Algorithm to determine distance between lat/long coordinate pairs?

[notfred]

Basically, the question is in the title. I want to determine the distance between latitude/longitude coordinate pairs. Ideally, this distance is not a straight line, but an arc that follows the curvature of the earth, but the distances I'm dealing with are probably small enough that that would inconsequential.

Anyone know how to do this?

I have data like this:
lat=38.553428650 long= -121.788489819
Along with elevation data in meters above mean sea level.

 

[amdskip]

I don't have an answer for you but I'm guessing this is work related for you. Actually sounds pretty cool and complicated.

 

[CycloWizard]

I may be wrong, but VS.NET has an example about this. I can't recall if it had an automated way to do it or not, or what I searched for to get it (since what I was looking for was really totally unrelated), but it's there somewhere. I'll look for it when I get a chance if you can't find it.

 

[IntegraGSR]

the circumference of the earth around the equator is about 40,076.5 km and about 40,008.6 km around the poles.

40,076.5km/360 = ~111.3km per degree

sqroot(40,076.5/3.14) = ~113km average radius around equator

if you were to add, say, 10km to your average radius, thus adding 10km of elevation

123km^2 x 3.14 = 47,505.06km circumference at 10km above average height around equator

49,062.5km/360 = ~136.3km per degree



this may not be exactly what you were looking for, but i hope it gets the general idea across as to what you'd have to do in order to measure distances between latitude/longitude point and at different altitudes


if you haven't figured something out/found a forumla in a day or two, i could possibly work up a nice formula to just plug numbers into

 

[Calin]

Convert the longitude and latitude in deg min sec. Every minute of arc of longitude is 1 nautical mile. Every minute of arc of latitude around the Equator is 1 nautical mile. This way you find the distance on the North-South direction
Now, at a certain latitude, the length of the circle parallel to the Equator is decreased (it is equal to the Equator multiplied by cosine of latitude). This way you find the distance on the East-West direction
You end up with an triangle with a 90* corner, so the distance is simply the square root of the sum of squares of distances on N-S and E-W axis

 

[nwfsnake]

Just to be clear, do you want to ignore the elevation differences between the two points, or do you want to take them into consideration also?

════════════════════

■ **GIVEN INSTRUCTION A**
Gather every line of the entries that contains the string "mouth".
The forum thread and the entries have nothing to do with each other.

Extracted data entries:
════════════════════

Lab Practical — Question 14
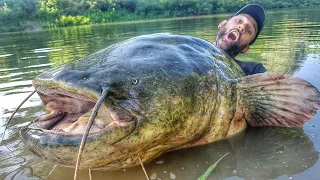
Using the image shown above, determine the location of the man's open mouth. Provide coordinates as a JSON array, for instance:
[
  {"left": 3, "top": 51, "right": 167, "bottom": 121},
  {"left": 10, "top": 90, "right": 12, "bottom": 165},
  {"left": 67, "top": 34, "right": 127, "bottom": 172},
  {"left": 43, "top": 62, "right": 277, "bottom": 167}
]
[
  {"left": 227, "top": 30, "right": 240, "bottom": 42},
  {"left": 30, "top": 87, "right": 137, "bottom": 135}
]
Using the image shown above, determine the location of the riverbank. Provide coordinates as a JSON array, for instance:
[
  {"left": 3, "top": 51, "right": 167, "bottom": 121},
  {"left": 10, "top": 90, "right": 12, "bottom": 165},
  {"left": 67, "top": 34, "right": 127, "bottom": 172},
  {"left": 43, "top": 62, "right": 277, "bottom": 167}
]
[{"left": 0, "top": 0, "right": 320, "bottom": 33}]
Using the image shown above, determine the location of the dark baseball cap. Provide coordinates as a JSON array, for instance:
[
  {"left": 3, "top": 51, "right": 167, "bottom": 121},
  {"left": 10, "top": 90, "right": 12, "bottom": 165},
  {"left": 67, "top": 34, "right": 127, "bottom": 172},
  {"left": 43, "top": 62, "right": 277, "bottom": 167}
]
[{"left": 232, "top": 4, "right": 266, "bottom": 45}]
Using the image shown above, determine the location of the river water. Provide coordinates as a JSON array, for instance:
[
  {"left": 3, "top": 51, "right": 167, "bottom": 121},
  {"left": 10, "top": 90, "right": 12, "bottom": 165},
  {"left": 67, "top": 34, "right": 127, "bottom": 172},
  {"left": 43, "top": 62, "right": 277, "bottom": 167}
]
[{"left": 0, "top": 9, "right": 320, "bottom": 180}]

════════════════════

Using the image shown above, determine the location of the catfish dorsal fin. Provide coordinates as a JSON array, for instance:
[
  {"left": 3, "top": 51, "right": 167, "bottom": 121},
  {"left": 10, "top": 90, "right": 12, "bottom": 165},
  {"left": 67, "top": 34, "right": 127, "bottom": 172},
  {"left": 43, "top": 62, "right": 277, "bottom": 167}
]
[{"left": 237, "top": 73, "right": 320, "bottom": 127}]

════════════════════

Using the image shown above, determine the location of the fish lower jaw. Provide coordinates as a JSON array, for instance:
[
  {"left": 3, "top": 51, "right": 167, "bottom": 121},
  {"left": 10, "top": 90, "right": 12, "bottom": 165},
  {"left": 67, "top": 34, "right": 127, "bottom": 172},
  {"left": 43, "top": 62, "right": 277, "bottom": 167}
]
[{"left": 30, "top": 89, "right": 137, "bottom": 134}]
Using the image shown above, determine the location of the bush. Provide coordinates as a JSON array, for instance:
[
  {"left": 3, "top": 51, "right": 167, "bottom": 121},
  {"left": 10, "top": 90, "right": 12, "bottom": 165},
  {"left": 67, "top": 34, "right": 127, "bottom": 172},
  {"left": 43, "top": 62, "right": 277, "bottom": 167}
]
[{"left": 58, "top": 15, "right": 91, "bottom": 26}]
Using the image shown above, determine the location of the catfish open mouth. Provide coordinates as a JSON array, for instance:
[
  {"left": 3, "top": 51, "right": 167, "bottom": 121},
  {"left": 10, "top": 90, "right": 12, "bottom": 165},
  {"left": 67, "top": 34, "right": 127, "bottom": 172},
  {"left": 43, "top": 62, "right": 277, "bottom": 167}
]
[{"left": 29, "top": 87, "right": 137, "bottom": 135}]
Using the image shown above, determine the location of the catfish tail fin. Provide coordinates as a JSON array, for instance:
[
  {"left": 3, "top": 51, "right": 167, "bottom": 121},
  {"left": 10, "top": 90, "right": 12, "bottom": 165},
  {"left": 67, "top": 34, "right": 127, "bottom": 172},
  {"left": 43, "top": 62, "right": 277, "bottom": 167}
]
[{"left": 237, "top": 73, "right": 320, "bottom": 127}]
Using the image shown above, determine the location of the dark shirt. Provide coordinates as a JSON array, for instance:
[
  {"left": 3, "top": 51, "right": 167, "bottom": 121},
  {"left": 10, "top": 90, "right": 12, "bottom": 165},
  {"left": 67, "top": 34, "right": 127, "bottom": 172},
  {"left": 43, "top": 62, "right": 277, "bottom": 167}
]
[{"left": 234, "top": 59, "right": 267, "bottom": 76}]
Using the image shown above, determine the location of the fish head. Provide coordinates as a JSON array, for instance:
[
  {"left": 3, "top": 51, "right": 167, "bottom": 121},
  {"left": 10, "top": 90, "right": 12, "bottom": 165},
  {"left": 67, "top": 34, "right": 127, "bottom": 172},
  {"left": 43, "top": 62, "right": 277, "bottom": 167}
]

════════════════════

■ **GIVEN INSTRUCTION B**
Rewrite the lat/long distance thread between "I may be wrong, but" and "can't find it.", inclusive, changing "VS.NET" to "Visual Studio".

■ **EXERCISE OUTPUT A**
Using the image shown above, determine the location of the man's open mouth. Provide coordinates as a JSON array, for instance:
Using the image shown above, determine the location of the catfish open mouth. Provide coordinates as a JSON array, for instance:

■ **EXERCISE OUTPUT B**
I may be wrong, but Visual Studio has an example about this. I can't recall if it had an automated way to do it or not, or what I searched for to get it (since what I was looking for was really totally unrelated), but it's there somewhere. I'll look for it when I get a chance if you can't find it.